» EXERCISE DIRECTIONS
State how many lines of the listing below contain the string "locomotive", treating uppercase and lowercase letters as different, and reply with that number alone.

» EXERCISE INPUT

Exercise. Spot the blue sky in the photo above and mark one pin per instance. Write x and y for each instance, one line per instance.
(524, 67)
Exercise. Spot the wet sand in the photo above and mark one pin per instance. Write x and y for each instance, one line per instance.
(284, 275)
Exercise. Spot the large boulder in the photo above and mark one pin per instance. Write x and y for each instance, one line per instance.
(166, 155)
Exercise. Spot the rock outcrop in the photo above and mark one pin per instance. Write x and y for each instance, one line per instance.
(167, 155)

* * *

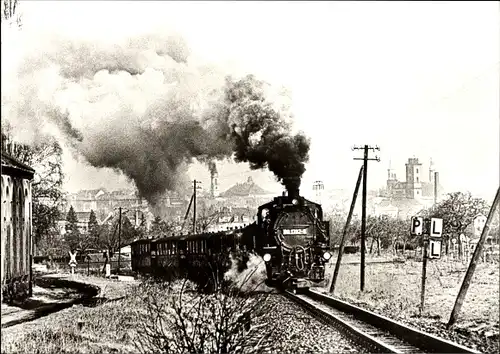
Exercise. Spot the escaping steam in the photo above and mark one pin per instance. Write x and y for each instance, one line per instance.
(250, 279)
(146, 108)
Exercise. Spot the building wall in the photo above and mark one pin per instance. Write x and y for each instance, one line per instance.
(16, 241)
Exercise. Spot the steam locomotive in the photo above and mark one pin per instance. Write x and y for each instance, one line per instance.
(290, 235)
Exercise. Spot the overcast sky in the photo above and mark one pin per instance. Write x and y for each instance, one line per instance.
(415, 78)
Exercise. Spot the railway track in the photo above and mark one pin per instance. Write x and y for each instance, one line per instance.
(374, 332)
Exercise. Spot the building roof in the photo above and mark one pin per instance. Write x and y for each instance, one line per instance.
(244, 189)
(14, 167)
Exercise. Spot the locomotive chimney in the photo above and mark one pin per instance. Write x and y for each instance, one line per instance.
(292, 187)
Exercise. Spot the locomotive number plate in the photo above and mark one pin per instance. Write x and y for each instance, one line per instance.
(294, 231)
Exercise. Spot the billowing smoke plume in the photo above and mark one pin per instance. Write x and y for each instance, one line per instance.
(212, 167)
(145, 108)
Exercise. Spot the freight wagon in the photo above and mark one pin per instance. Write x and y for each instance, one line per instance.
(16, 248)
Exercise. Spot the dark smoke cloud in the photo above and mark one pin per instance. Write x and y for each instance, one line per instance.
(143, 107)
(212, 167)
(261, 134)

==

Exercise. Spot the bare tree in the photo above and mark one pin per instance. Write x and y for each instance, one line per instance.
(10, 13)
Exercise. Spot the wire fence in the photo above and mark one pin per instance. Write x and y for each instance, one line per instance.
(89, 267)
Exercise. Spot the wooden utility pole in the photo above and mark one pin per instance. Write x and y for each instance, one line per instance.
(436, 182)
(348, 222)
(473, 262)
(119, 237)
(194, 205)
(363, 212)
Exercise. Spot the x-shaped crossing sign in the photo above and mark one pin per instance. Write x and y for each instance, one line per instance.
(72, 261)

» RESULT OF THIS EXERCISE
3